Jess Gierisch

Archive for the ‘Anthropologie’ Category


In Anthropologie on May 24, 2010 at 3:28 pm


Girl falls down.

Next Spring, 2011 Anthropologie’s parent company Urban Outfitters, Inc. will debut a bridal division. It will be an independent brand and launch online. It is being developed by the same design minds behind Anthropologie.

The still unnamed label will carry gowns retailing from $750 to $5000. Bridesmaid dresses will start at $200. Included in the bridal collection will be fine jewelry, shoes, accessories, gifts, and bridal services including stationary, floral, planning, and honeymoon booking.


Brick and mortar locations are also in the works.

Anthropologie co-president Wendy B. McDevitt-

“We have found that many brides-to-be are inspired by our aesthetic. We will unveil a brand that addresses this very special moment in her life with a goal of exceeding her expectations.”

This is kind of a big deal. I can think of nothing more fitting to the romance of the Anthropologie brand than a wedding collection. Brilliant. I have no doubt that the woman who shops Anthro for its distinctive, feminine, ethereal quality will quickly look to the new label for that aesthetic on their special day.

BM Anthropologie style.


The Competition

In Anthropologie on May 17, 2010 at 3:34 pm

Gap Inc. and J. Crew

Gap Inc. is a retail giant. The company owns Gap, Banana Republic, Old Navy, and Piperlime.  Gap claims $15.8 billion in revenue and 150,000 employees; Anthropologie by comparison has $142.2 million in revenue and 2600 employees. Interesting fact-the majority of Anthropologie’s employees are reported to have previously worked for Gap Inc.  So, the companies are competing for employees, but do they also compete for customers?

Like Anthropologie, Gap, and Banana are specialty retailers operating retail and online stores selling apparel, accessories, and personal care products for women. Gap and Banana, however are also very successful in menswear. Here, there is no competition-Anthropologie does not offer anything for men. What a huge opportunity. Also, Gap Kids is very successful, and while Anthropologie makes a small children’s offering the majority of it is online only. This I think, even more so than launching menswear, is a great opportunity. I could really see Anthropologie fleshing out their children’s apparel and accessories in their stores and being very successful. What balances the lack of mens and childrens clothing for Anthropologie is their home goods. They do it big and are successful at it. Half of any Anthropologie store is items for the home, and with most of it carrying a higher price tag I wonder if it makes up half their revenue as well. Gap Inc. does not offer home goods through any of their retailers, and it wouldn’t really make sense if they did. It would be so much less of a stretch for Anthropologie to offer men’s and kids, than for Gap to start carrying items for the home. Again, opportunity!

————————

Please rewrite the paragraph in the Anthropologie posts that begins "Next Spring, 2011" as a brief list that keeps its main facts.

————————

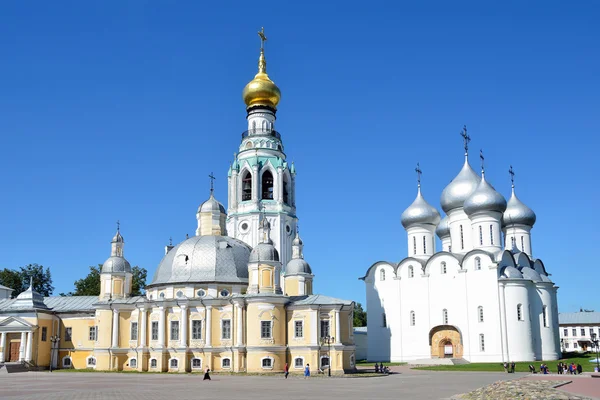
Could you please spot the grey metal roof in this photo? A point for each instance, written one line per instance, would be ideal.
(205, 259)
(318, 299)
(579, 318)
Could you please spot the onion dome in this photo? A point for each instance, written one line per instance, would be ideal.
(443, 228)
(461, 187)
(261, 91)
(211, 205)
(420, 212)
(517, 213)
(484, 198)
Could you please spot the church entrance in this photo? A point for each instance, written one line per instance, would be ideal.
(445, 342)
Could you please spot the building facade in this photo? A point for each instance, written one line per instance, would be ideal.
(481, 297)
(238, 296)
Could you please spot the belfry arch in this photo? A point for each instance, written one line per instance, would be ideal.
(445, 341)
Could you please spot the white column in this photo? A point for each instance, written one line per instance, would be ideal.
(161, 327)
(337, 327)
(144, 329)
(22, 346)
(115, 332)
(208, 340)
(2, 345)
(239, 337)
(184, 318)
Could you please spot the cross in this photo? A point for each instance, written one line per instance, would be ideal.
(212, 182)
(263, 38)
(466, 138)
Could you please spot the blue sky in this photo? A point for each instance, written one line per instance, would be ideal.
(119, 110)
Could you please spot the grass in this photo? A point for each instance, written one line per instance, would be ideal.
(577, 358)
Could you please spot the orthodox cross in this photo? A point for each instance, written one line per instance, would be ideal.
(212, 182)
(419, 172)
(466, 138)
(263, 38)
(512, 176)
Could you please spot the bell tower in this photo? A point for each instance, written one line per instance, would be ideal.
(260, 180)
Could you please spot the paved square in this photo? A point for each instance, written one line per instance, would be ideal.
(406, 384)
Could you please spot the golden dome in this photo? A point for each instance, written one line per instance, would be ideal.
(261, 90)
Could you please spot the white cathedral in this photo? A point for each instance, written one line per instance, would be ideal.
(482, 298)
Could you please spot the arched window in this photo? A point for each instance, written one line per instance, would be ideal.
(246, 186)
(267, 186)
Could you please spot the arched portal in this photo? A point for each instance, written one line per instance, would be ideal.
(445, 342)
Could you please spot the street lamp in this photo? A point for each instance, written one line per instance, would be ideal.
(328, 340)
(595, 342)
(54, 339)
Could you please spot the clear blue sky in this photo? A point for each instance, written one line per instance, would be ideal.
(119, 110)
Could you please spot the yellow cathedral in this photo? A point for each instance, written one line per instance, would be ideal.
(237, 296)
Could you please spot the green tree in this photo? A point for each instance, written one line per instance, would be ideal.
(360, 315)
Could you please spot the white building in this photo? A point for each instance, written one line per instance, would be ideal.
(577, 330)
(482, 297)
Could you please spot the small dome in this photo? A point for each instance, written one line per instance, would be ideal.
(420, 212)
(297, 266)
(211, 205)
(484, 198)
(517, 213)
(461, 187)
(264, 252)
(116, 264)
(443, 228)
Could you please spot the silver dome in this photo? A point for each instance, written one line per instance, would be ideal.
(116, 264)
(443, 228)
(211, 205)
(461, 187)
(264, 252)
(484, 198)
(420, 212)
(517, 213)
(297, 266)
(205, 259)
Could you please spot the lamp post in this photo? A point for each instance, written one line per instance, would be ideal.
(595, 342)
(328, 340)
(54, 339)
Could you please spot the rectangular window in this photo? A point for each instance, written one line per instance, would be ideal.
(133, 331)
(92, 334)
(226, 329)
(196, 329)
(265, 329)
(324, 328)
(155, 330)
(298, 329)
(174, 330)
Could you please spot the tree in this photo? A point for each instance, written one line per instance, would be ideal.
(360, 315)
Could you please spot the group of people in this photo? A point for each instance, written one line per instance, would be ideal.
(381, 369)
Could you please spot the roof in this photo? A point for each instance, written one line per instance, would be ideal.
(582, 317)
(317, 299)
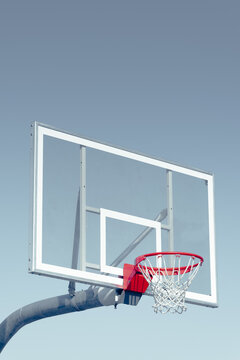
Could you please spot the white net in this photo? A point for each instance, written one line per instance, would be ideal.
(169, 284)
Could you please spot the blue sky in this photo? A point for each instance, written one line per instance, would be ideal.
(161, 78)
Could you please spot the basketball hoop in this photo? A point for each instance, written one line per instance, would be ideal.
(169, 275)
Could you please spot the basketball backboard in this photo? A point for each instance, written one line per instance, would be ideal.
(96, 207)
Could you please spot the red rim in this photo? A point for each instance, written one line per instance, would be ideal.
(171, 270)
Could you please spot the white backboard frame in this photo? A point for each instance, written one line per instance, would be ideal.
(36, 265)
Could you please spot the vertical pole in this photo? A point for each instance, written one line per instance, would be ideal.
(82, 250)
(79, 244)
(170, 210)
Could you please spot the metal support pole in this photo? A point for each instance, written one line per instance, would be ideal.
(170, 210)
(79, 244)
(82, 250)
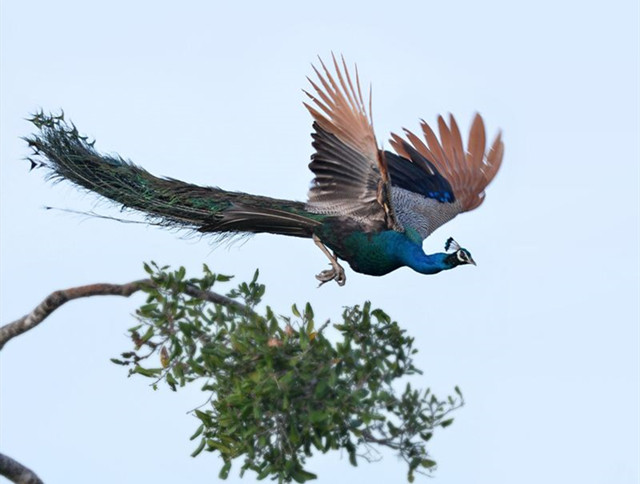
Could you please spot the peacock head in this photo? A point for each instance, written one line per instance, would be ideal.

————————

▶ [OUTPUT]:
- Urban Outfitters, Inc., Anthropologie's parent company, will debut a bridal division in spring 2011.
- It will be an independent brand.
- It will launch online.
- The same design minds behind Anthropologie are developing it.